(Natural language region descriptions)
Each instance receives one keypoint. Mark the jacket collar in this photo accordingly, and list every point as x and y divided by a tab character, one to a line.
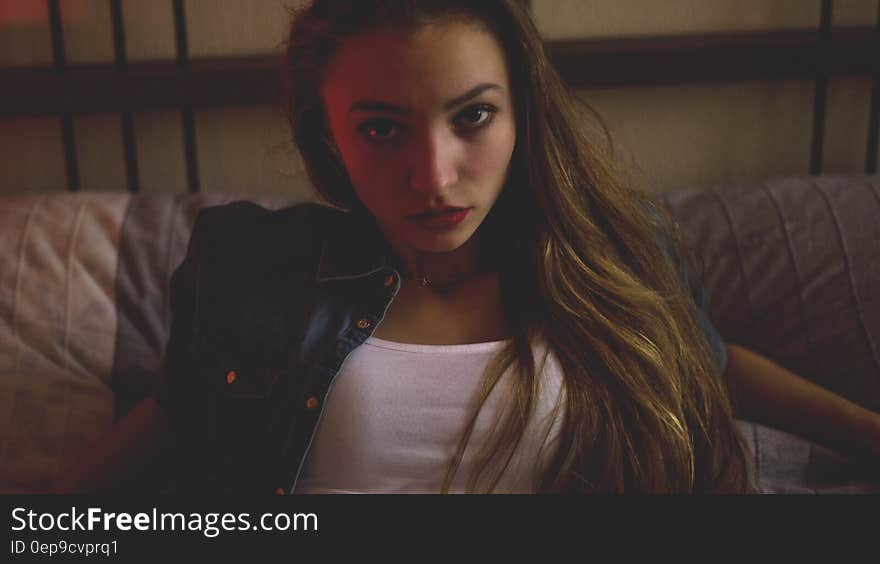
353	247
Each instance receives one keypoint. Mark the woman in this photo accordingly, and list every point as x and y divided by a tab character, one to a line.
494	311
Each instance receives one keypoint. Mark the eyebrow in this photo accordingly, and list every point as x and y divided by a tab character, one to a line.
375	106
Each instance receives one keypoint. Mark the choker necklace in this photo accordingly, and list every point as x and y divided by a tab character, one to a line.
424	280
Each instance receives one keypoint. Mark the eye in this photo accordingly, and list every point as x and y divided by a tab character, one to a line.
379	129
476	117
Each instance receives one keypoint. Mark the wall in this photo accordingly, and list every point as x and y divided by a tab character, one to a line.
670	136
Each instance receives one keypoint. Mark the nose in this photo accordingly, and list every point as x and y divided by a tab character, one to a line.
433	165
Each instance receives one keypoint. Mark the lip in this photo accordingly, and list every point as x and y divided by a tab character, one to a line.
443	217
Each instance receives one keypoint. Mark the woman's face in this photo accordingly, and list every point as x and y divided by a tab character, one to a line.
423	121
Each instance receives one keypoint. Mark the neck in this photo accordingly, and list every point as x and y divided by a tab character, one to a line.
443	268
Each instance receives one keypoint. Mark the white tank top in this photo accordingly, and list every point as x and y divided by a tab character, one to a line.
396	412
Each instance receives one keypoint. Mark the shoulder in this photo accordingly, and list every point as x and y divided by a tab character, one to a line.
248	232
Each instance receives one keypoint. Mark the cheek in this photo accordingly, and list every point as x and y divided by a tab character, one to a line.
493	156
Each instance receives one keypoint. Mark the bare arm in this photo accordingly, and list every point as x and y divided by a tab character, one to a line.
125	457
766	393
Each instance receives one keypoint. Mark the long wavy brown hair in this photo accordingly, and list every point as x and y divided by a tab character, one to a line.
586	262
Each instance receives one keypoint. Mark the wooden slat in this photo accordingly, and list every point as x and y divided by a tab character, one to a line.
584	64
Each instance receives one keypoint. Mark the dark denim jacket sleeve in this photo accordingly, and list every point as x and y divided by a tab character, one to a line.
180	391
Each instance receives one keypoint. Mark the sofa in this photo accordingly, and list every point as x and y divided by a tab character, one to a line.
791	266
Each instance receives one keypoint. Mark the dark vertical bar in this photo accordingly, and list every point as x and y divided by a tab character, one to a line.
189	130
873	115
821	93
68	138
128	138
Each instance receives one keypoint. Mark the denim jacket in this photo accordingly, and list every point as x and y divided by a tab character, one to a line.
266	307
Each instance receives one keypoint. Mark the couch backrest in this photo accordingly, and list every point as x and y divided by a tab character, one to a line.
792	268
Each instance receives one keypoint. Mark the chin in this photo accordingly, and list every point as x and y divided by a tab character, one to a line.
445	243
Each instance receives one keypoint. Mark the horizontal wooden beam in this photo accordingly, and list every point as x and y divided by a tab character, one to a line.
85	89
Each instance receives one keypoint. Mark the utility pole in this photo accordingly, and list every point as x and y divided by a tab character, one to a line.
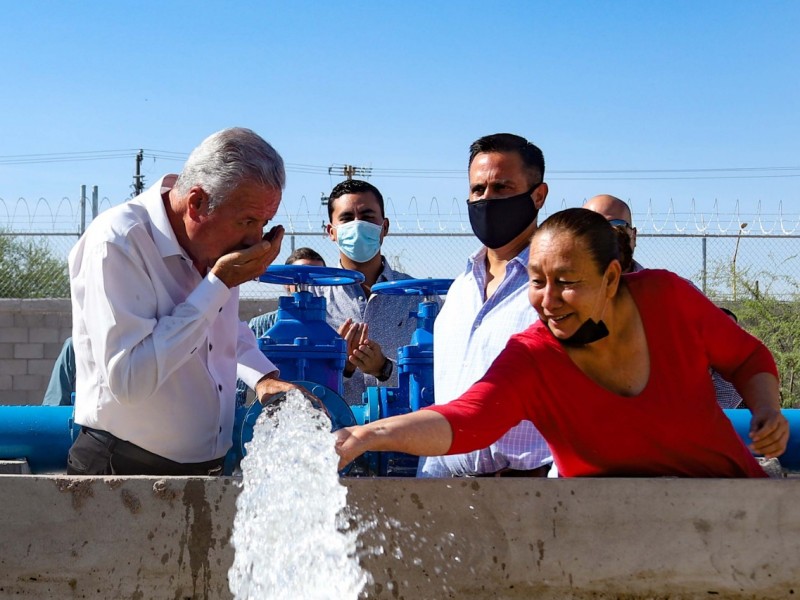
138	179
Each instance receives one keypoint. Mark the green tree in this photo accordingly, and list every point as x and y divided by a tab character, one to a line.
28	269
768	306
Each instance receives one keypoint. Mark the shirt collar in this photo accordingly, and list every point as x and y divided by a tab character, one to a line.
386	274
477	260
163	235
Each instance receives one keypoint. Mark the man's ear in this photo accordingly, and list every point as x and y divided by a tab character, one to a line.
197	203
539	195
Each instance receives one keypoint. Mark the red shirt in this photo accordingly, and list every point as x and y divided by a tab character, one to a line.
674	427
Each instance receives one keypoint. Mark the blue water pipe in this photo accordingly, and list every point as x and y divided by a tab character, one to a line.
301	343
307	350
414	375
741	417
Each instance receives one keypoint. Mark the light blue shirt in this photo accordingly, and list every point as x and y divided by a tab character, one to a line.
391	320
469	333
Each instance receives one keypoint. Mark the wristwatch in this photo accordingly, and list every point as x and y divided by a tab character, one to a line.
386	371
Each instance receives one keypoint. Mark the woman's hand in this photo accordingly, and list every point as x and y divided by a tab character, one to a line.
769	432
348	445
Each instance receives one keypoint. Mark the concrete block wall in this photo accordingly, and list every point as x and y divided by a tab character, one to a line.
482	539
32	333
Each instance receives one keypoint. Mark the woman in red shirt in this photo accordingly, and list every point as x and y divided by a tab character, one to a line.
614	374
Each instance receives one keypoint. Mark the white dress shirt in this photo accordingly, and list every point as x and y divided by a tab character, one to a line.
469	333
156	344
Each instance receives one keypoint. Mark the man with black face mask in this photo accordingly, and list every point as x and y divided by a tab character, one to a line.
488	301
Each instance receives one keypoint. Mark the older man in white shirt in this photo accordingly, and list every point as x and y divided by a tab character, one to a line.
158	341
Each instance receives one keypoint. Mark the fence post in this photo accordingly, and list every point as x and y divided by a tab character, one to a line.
94	202
83	209
705	264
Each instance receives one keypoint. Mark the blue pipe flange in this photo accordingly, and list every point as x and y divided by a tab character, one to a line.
304	275
413	287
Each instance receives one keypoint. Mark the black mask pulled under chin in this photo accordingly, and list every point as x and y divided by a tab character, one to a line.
589	332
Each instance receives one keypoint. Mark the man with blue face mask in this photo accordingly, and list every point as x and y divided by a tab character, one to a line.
374	325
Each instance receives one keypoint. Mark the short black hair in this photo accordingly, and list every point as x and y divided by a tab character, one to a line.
353	186
531	155
602	242
304	254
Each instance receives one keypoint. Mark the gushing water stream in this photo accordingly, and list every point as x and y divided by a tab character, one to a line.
290	535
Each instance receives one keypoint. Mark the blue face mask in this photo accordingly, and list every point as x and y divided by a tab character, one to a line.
359	240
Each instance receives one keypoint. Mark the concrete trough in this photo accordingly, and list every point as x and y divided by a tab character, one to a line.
145	538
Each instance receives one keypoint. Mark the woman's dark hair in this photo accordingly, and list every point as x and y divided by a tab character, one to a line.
602	240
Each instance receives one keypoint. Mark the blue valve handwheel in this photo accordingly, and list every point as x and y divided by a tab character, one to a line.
413	287
310	275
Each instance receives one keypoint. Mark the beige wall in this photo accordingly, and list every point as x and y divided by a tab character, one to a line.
31	335
155	538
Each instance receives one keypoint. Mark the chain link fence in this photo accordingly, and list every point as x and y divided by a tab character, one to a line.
754	271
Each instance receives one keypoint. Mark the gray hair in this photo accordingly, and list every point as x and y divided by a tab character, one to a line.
227	158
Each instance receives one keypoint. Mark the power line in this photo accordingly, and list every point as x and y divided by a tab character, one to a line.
387	172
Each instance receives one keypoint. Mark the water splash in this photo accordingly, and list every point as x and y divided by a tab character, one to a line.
291	534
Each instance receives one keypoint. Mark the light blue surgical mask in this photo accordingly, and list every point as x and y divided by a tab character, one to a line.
359	240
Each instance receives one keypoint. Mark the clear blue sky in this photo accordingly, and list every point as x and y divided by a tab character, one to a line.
599	86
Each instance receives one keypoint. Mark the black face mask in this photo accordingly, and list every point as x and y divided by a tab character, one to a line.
590	331
497	221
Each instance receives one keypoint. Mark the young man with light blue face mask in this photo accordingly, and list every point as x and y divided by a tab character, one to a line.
374	325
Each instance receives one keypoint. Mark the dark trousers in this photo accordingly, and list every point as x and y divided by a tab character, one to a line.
96	452
508	472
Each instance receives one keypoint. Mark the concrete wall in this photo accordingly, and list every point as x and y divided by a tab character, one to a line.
150	538
31	335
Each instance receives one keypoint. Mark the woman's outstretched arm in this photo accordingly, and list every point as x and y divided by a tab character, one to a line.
424	433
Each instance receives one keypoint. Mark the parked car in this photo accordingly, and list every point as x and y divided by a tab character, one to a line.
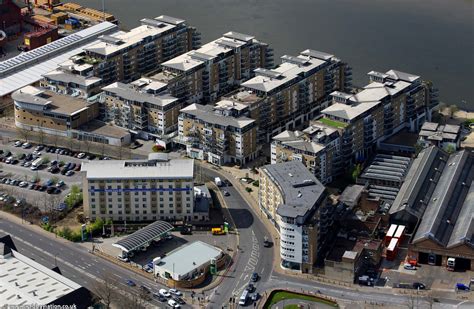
409	266
179	300
175	292
418	286
164	292
160	297
254	277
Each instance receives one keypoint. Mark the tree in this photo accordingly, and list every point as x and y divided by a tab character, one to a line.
24	133
453	109
41	136
356	172
104	290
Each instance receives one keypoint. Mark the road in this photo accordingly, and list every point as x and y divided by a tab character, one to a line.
251	256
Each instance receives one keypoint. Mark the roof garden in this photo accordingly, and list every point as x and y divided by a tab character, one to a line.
333	123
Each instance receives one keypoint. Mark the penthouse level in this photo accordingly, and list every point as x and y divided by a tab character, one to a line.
294	92
204	74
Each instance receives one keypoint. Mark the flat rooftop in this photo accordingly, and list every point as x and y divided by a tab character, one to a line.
189	257
139	169
103	129
289	72
26	282
301	190
50	101
207	114
150	28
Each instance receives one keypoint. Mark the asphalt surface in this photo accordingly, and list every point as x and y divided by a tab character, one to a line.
74	261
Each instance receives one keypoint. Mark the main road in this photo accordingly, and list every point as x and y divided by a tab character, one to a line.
251	257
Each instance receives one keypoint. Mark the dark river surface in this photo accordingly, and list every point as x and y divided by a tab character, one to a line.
430	38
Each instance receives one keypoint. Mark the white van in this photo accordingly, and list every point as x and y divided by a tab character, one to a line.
243	298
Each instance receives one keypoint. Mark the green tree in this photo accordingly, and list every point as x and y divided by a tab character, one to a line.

Try it
Output, exactly and with no pictures, every line from the one that contains "Each instance receives one keypoint. Mark the parked" through the final line of the entries.

Output of the task
Each instance receives one keypoint. Mark the parked car in this photo accordingly, and list every point as x and y divided by a tab character, one to a line.
409	266
179	300
175	292
418	286
164	292
160	297
254	277
Each instance receives one keypoint. Mark the tree in this photo accordingly, and list every point as x and y divided by a tab character, one to a line.
24	133
453	109
41	136
356	172
104	290
Each instance receives one keypoint. Mark the road in this photo accordingly, and list every point as x and y divided by a tab character, one to a line.
251	256
Each instance receives one keypoint. Mark the roof garden in this photo accordingly, and list every point as x and y divided by a tab character, one to a line.
333	123
Each instance receives one keypoint. Mark the penthouse level in this photo accordingly, and list every point as x and y divided by a tab character, one to a line.
294	92
204	74
Each instance receives one keypoint. Mark the flat rooftop in this photo accordingly, and list every point as x and y divided by a tab character, one to a line.
189	257
139	169
103	129
289	72
26	282
301	190
50	101
207	114
150	28
Each instance receives one keypoint. Mark the asphalt surface in this photo accordingly, and list every point as x and y divided by a tab character, one to a line.
74	261
Each instance receives one keypoint. Mark the main road in this photo accordingly, and list every point as x and y divided by a tab character, one to a line.
251	257
Each instance receives one keypoint. Mark the dark river surface in this photo accordingly, and list every point as x and y divided by a tab character, one to a line.
430	38
Each instance receives one keypoint. Mark the white van in this photo accordingly, and list every point as x and y divided by a tab character, one to a line.
243	298
Each instance receives one keypoint. Mark the green tree in this photo accordingly, and list every point as x and y divided by a tab character, one to a line.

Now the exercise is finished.